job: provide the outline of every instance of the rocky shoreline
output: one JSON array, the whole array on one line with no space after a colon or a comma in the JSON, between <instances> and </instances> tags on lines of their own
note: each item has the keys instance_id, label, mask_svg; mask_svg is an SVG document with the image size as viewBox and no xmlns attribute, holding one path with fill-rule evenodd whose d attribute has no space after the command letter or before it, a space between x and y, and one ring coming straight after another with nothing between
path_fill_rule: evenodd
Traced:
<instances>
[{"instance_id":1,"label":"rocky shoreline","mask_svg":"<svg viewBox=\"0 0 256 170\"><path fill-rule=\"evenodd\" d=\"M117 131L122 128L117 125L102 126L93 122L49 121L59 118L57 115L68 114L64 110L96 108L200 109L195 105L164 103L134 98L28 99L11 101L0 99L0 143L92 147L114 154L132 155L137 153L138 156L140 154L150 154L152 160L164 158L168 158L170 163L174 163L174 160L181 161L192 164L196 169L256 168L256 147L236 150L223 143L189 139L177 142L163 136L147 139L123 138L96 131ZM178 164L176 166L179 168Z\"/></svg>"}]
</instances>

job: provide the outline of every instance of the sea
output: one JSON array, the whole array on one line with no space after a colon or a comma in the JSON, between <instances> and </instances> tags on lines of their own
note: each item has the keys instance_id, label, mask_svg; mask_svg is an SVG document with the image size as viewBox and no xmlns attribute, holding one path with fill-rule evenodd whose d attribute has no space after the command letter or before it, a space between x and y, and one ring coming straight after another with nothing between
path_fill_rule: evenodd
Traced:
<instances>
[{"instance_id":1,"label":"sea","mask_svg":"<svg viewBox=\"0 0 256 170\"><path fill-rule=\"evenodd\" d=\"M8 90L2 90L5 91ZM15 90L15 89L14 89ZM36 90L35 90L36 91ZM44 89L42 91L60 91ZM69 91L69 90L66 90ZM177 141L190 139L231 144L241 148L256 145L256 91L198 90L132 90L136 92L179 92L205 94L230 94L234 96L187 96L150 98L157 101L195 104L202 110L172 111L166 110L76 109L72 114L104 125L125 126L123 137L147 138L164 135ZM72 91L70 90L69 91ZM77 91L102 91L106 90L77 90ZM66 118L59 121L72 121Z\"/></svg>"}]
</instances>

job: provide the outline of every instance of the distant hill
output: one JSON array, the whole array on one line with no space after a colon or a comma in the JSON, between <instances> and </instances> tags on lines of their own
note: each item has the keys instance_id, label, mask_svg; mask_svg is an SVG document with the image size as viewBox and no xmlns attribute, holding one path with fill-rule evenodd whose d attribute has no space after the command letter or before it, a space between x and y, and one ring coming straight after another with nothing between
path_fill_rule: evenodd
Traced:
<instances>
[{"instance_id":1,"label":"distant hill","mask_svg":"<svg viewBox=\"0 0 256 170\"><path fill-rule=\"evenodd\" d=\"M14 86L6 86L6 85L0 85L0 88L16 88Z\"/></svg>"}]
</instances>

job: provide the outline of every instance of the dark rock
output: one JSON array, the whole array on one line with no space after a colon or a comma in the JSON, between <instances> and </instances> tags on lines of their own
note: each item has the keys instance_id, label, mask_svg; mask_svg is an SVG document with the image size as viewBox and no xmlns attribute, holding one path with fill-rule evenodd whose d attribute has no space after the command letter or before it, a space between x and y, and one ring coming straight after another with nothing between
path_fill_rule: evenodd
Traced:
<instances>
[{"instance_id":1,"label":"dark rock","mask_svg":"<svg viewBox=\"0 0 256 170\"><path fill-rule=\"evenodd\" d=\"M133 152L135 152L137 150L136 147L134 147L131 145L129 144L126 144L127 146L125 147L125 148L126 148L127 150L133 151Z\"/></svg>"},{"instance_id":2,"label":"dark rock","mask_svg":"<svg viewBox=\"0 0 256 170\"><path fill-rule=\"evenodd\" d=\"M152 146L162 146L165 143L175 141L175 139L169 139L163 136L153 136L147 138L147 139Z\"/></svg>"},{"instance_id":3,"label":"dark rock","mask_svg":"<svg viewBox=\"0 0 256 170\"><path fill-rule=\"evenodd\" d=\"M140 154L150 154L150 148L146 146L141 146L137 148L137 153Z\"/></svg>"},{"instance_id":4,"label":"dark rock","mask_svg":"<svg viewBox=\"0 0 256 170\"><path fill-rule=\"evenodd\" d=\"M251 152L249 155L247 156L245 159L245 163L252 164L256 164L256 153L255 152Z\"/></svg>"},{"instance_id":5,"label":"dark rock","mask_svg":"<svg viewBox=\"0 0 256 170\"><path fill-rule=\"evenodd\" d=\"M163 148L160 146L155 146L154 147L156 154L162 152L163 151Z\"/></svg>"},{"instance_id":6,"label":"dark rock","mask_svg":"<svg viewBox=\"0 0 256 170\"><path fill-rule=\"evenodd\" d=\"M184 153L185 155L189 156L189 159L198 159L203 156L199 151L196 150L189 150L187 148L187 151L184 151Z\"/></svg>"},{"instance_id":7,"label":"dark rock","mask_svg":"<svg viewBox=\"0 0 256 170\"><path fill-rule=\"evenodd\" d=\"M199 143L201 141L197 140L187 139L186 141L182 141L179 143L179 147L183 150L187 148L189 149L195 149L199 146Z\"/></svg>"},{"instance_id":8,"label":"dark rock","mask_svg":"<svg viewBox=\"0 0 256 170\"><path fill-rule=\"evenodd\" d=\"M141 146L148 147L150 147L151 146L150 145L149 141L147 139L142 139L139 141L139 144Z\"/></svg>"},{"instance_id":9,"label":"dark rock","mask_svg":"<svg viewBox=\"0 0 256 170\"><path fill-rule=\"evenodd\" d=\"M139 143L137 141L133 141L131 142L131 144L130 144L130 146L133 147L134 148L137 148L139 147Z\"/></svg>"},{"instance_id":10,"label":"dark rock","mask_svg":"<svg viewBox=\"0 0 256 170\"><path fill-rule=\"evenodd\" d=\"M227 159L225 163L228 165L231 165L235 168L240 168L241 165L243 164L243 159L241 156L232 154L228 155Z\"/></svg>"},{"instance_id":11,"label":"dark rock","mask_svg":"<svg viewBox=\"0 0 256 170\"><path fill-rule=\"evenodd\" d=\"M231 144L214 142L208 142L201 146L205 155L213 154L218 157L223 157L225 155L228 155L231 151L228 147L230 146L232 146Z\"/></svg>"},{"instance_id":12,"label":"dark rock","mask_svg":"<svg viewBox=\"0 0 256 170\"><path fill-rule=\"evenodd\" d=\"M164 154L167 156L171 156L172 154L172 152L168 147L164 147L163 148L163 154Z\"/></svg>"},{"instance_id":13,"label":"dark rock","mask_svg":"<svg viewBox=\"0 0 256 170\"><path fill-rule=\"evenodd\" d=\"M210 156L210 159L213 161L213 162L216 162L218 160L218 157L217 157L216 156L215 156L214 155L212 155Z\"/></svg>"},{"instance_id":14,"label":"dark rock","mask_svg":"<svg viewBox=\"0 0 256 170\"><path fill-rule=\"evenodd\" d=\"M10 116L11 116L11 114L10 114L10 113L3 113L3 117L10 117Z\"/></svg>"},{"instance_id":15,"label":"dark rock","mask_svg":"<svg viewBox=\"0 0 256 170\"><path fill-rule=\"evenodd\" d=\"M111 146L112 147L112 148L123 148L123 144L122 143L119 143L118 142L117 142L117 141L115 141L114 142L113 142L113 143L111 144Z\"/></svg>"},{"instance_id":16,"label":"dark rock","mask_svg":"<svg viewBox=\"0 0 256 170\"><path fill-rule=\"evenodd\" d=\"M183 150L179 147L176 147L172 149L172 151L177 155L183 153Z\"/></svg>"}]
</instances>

──────

▸ **TASK**
Extract each entry in full, exactly as given.

▸ **ANSWER TO THE PROBLEM**
job: provide the outline of every instance of the rocky shoreline
output: one JSON array, the whole array on one line with no space after a colon or a comma in the JSON, between <instances> and </instances> tags on lines of their own
note: each item has the keys instance_id, label, mask_svg; mask_svg is an SVG document with the image size as viewBox and no xmlns attribute, holding one path with fill-rule evenodd whose d attribute has no space after the command letter or before it, a space between x and y, and one ring coming straight after another with nothing between
path_fill_rule: evenodd
Traced:
<instances>
[{"instance_id":1,"label":"rocky shoreline","mask_svg":"<svg viewBox=\"0 0 256 170\"><path fill-rule=\"evenodd\" d=\"M117 131L122 128L117 125L102 126L93 122L49 121L59 118L57 115L68 114L64 110L96 108L200 109L195 105L164 103L134 98L28 99L11 101L0 99L0 143L92 147L114 154L132 155L137 153L138 156L140 154L150 154L152 160L164 158L168 158L170 163L174 163L174 160L181 161L192 164L196 169L256 168L256 147L236 150L223 143L189 139L177 142L163 136L147 139L123 138L96 131ZM178 164L176 166L179 168Z\"/></svg>"}]
</instances>

job: provide the outline of every instance of the sea
output: one JSON array, the whole array on one line with no space after a colon or a comma in the JSON, between <instances> and </instances> tags on lines of their own
note: each item has the keys instance_id, label, mask_svg; mask_svg is an SVG document with the image size as viewBox and no xmlns attribute, holding one path with fill-rule evenodd whose d attribute has no space after the command letter or before it, a space between x and y, and one ring coming straight after another with nothing between
path_fill_rule: evenodd
Traced:
<instances>
[{"instance_id":1,"label":"sea","mask_svg":"<svg viewBox=\"0 0 256 170\"><path fill-rule=\"evenodd\" d=\"M8 90L2 90L5 91ZM15 90L15 89L14 89ZM36 90L35 90L36 91ZM44 89L42 91L60 91ZM69 91L69 90L66 90ZM177 141L190 139L231 144L241 148L256 145L256 91L198 90L132 90L136 92L179 92L205 94L230 94L234 96L187 96L150 98L157 101L195 104L202 110L172 111L166 110L76 109L72 114L104 125L125 126L123 137L147 138L164 135ZM72 91L70 90L69 91ZM77 91L102 91L106 90L77 90ZM66 118L59 121L72 121Z\"/></svg>"}]
</instances>

job: provide the outline of every instance of the distant hill
output: one JSON array, the whole array on one line with no space after a colon or a comma in the JSON, between <instances> and </instances> tags on lines of their own
note: each item has the keys instance_id, label, mask_svg; mask_svg is an SVG document with the image size as viewBox and no xmlns attribute, holding one path with fill-rule evenodd whose d attribute has no space after the command letter or before it, a space between x and y, and one ring coming straight after another with nothing between
path_fill_rule: evenodd
Traced:
<instances>
[{"instance_id":1,"label":"distant hill","mask_svg":"<svg viewBox=\"0 0 256 170\"><path fill-rule=\"evenodd\" d=\"M14 86L6 86L6 85L0 85L0 88L16 88Z\"/></svg>"}]
</instances>

job: provide the outline of every instance of the dark rock
output: one JSON array, the whole array on one line with no space after a colon or a comma in the JSON, between <instances> and </instances> tags on lines of their own
note: each item has the keys instance_id, label, mask_svg; mask_svg is an SVG document with the image size as viewBox and no xmlns attribute, holding one path with fill-rule evenodd whose d attribute has no space after the command letter or before it, a space between x and y, and one ring coming straight after another with nothing between
path_fill_rule: evenodd
Traced:
<instances>
[{"instance_id":1,"label":"dark rock","mask_svg":"<svg viewBox=\"0 0 256 170\"><path fill-rule=\"evenodd\" d=\"M133 152L135 152L137 150L136 147L134 147L131 145L129 144L126 144L127 146L125 147L125 148L126 148L127 150L133 151Z\"/></svg>"},{"instance_id":2,"label":"dark rock","mask_svg":"<svg viewBox=\"0 0 256 170\"><path fill-rule=\"evenodd\" d=\"M152 146L162 146L165 143L175 141L175 139L169 139L163 136L153 136L147 138L147 139Z\"/></svg>"},{"instance_id":3,"label":"dark rock","mask_svg":"<svg viewBox=\"0 0 256 170\"><path fill-rule=\"evenodd\" d=\"M140 154L150 154L150 148L146 146L141 146L137 148L137 153Z\"/></svg>"},{"instance_id":4,"label":"dark rock","mask_svg":"<svg viewBox=\"0 0 256 170\"><path fill-rule=\"evenodd\" d=\"M251 152L249 155L247 156L245 159L245 163L252 164L256 164L256 153L255 152Z\"/></svg>"},{"instance_id":5,"label":"dark rock","mask_svg":"<svg viewBox=\"0 0 256 170\"><path fill-rule=\"evenodd\" d=\"M163 148L160 146L155 146L154 147L156 154L162 152L163 151Z\"/></svg>"},{"instance_id":6,"label":"dark rock","mask_svg":"<svg viewBox=\"0 0 256 170\"><path fill-rule=\"evenodd\" d=\"M184 153L185 155L189 156L189 159L198 159L203 156L199 151L196 150L189 150L187 148L187 151L184 151Z\"/></svg>"},{"instance_id":7,"label":"dark rock","mask_svg":"<svg viewBox=\"0 0 256 170\"><path fill-rule=\"evenodd\" d=\"M199 143L201 141L197 140L187 139L186 141L182 141L179 143L179 147L183 150L187 148L189 149L195 149L199 146Z\"/></svg>"},{"instance_id":8,"label":"dark rock","mask_svg":"<svg viewBox=\"0 0 256 170\"><path fill-rule=\"evenodd\" d=\"M141 146L148 147L150 147L151 146L150 145L149 141L147 139L142 139L139 141L139 144Z\"/></svg>"},{"instance_id":9,"label":"dark rock","mask_svg":"<svg viewBox=\"0 0 256 170\"><path fill-rule=\"evenodd\" d=\"M139 143L137 141L133 141L131 142L131 144L130 144L130 146L133 147L134 148L137 148L139 147Z\"/></svg>"},{"instance_id":10,"label":"dark rock","mask_svg":"<svg viewBox=\"0 0 256 170\"><path fill-rule=\"evenodd\" d=\"M227 159L225 163L228 165L231 165L235 168L240 168L241 165L243 164L243 159L241 156L232 154L228 155Z\"/></svg>"},{"instance_id":11,"label":"dark rock","mask_svg":"<svg viewBox=\"0 0 256 170\"><path fill-rule=\"evenodd\" d=\"M231 144L214 142L208 142L201 146L205 155L213 154L218 157L223 157L225 155L228 155L231 151L228 147L230 146L232 146Z\"/></svg>"},{"instance_id":12,"label":"dark rock","mask_svg":"<svg viewBox=\"0 0 256 170\"><path fill-rule=\"evenodd\" d=\"M164 154L167 156L171 156L172 154L172 152L168 147L164 147L163 148L163 154Z\"/></svg>"},{"instance_id":13,"label":"dark rock","mask_svg":"<svg viewBox=\"0 0 256 170\"><path fill-rule=\"evenodd\" d=\"M210 156L210 159L213 161L213 162L216 162L218 160L218 157L217 157L216 156L215 156L214 155L212 155Z\"/></svg>"},{"instance_id":14,"label":"dark rock","mask_svg":"<svg viewBox=\"0 0 256 170\"><path fill-rule=\"evenodd\" d=\"M10 116L11 116L11 114L10 114L10 113L3 113L3 117L10 117Z\"/></svg>"},{"instance_id":15,"label":"dark rock","mask_svg":"<svg viewBox=\"0 0 256 170\"><path fill-rule=\"evenodd\" d=\"M111 146L112 147L112 148L123 148L123 144L122 143L119 143L118 142L117 142L117 141L115 141L114 142L113 142L113 143L111 144Z\"/></svg>"},{"instance_id":16,"label":"dark rock","mask_svg":"<svg viewBox=\"0 0 256 170\"><path fill-rule=\"evenodd\" d=\"M183 150L179 147L176 147L172 149L172 151L177 155L183 153Z\"/></svg>"}]
</instances>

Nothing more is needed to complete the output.